▶ **Problem description**
Your task is to repeat the lines below exactly, excluding any pictures they contain.

▶ **Exercise materials**
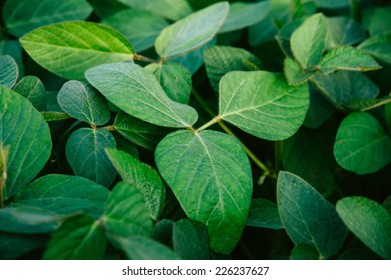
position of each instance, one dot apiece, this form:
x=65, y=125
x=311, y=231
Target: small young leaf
x=85, y=152
x=219, y=60
x=263, y=104
x=308, y=41
x=347, y=58
x=369, y=221
x=191, y=240
x=68, y=49
x=191, y=32
x=264, y=213
x=22, y=16
x=174, y=78
x=137, y=92
x=210, y=175
x=307, y=216
x=142, y=176
x=83, y=102
x=362, y=145
x=78, y=238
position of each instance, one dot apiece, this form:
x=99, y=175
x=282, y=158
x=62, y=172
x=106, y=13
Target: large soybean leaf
x=28, y=136
x=22, y=16
x=9, y=71
x=126, y=214
x=379, y=46
x=85, y=152
x=174, y=78
x=83, y=102
x=191, y=32
x=309, y=41
x=210, y=175
x=347, y=58
x=191, y=240
x=78, y=238
x=68, y=49
x=219, y=60
x=263, y=103
x=243, y=14
x=148, y=27
x=64, y=195
x=137, y=92
x=369, y=221
x=361, y=144
x=307, y=216
x=142, y=176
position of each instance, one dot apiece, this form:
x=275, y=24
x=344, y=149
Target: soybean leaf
x=308, y=41
x=210, y=175
x=219, y=60
x=85, y=152
x=191, y=240
x=148, y=27
x=347, y=58
x=68, y=49
x=142, y=176
x=307, y=216
x=264, y=213
x=26, y=132
x=83, y=102
x=369, y=221
x=141, y=133
x=263, y=104
x=78, y=238
x=22, y=16
x=126, y=214
x=191, y=32
x=243, y=14
x=9, y=71
x=137, y=92
x=361, y=144
x=174, y=78
x=64, y=195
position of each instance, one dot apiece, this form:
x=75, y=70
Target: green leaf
x=361, y=144
x=9, y=71
x=191, y=240
x=307, y=216
x=264, y=213
x=64, y=195
x=308, y=41
x=191, y=32
x=347, y=58
x=141, y=133
x=210, y=175
x=85, y=152
x=22, y=16
x=343, y=86
x=243, y=14
x=27, y=219
x=68, y=49
x=78, y=238
x=174, y=78
x=219, y=60
x=142, y=176
x=369, y=221
x=83, y=102
x=263, y=104
x=378, y=46
x=126, y=214
x=148, y=27
x=27, y=133
x=137, y=92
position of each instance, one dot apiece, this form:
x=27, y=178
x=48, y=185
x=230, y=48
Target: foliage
x=195, y=129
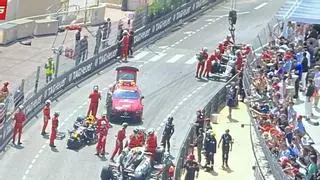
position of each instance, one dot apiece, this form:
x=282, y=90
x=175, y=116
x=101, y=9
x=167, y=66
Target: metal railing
x=266, y=35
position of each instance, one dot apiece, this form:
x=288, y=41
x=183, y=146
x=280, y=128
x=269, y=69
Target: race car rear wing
x=126, y=73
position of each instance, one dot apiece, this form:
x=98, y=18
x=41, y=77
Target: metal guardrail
x=34, y=102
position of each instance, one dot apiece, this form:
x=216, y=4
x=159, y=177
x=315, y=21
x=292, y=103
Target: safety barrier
x=34, y=101
x=267, y=35
x=214, y=106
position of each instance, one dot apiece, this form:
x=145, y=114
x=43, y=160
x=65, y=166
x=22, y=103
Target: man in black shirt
x=167, y=133
x=305, y=69
x=226, y=140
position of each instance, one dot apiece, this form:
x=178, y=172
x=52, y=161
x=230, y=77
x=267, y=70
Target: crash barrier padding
x=86, y=69
x=214, y=106
x=273, y=164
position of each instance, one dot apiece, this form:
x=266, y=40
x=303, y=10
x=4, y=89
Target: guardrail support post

▶ **Full response**
position of each instance, one dot apiece, this form:
x=65, y=125
x=311, y=231
Target: small young leaf
x=85, y=152
x=219, y=60
x=263, y=104
x=308, y=41
x=347, y=58
x=369, y=221
x=191, y=240
x=68, y=49
x=191, y=32
x=264, y=213
x=22, y=16
x=174, y=78
x=137, y=92
x=210, y=175
x=307, y=216
x=142, y=176
x=83, y=102
x=362, y=145
x=78, y=238
position of each instance, one dot apiece, this form:
x=99, y=175
x=282, y=158
x=62, y=172
x=106, y=13
Target: large soybean leaf
x=28, y=136
x=22, y=16
x=9, y=71
x=126, y=214
x=379, y=46
x=85, y=152
x=174, y=78
x=83, y=102
x=191, y=32
x=309, y=41
x=210, y=175
x=347, y=58
x=191, y=240
x=78, y=238
x=68, y=49
x=219, y=60
x=263, y=103
x=243, y=14
x=148, y=27
x=64, y=195
x=137, y=92
x=369, y=221
x=361, y=144
x=307, y=216
x=142, y=176
position of each instance, one dot apiece, this form:
x=275, y=24
x=344, y=149
Target: soybean leaf
x=308, y=41
x=210, y=175
x=219, y=60
x=85, y=152
x=191, y=240
x=148, y=27
x=347, y=58
x=68, y=49
x=142, y=176
x=307, y=216
x=264, y=213
x=26, y=132
x=83, y=102
x=369, y=221
x=141, y=133
x=263, y=104
x=78, y=238
x=22, y=16
x=126, y=214
x=191, y=32
x=243, y=14
x=9, y=71
x=137, y=92
x=361, y=144
x=174, y=78
x=64, y=195
position of each instance, one dot apiece, this form:
x=75, y=70
Target: green leaf
x=361, y=144
x=9, y=71
x=191, y=240
x=307, y=216
x=264, y=213
x=64, y=195
x=308, y=41
x=191, y=32
x=347, y=58
x=141, y=133
x=210, y=175
x=85, y=152
x=22, y=16
x=343, y=86
x=243, y=14
x=27, y=219
x=68, y=49
x=78, y=238
x=174, y=78
x=219, y=60
x=142, y=176
x=369, y=221
x=83, y=102
x=263, y=104
x=378, y=46
x=126, y=214
x=148, y=27
x=27, y=133
x=137, y=92
position of each instance, one dot apiece, this form:
x=27, y=178
x=48, y=185
x=230, y=48
Target: foliage
x=195, y=129
position of each instance, one dot apiece, this form:
x=282, y=90
x=175, y=116
x=101, y=9
x=167, y=66
Target: metal railing
x=266, y=35
position of each instance, one dot apiece, this form:
x=288, y=41
x=183, y=146
x=280, y=128
x=269, y=69
Target: race car rear wing
x=126, y=73
position of each instance, one dot apiece, this form:
x=98, y=18
x=41, y=77
Target: metal guardrail
x=34, y=102
position of each instance, one dot apiece, this form:
x=216, y=4
x=159, y=177
x=315, y=21
x=292, y=103
Target: safety barrier
x=34, y=101
x=267, y=35
x=214, y=106
position of each instance, one dot apiece, this form:
x=145, y=114
x=43, y=160
x=65, y=166
x=22, y=103
Target: man in black shirt
x=167, y=133
x=305, y=69
x=226, y=140
position of each instance, one dot apiece, this form:
x=178, y=172
x=52, y=161
x=230, y=77
x=267, y=70
Target: crash barrier padding
x=86, y=69
x=214, y=106
x=273, y=164
position of each instance, one dot apiece, this form:
x=266, y=40
x=303, y=10
x=4, y=89
Target: guardrail support post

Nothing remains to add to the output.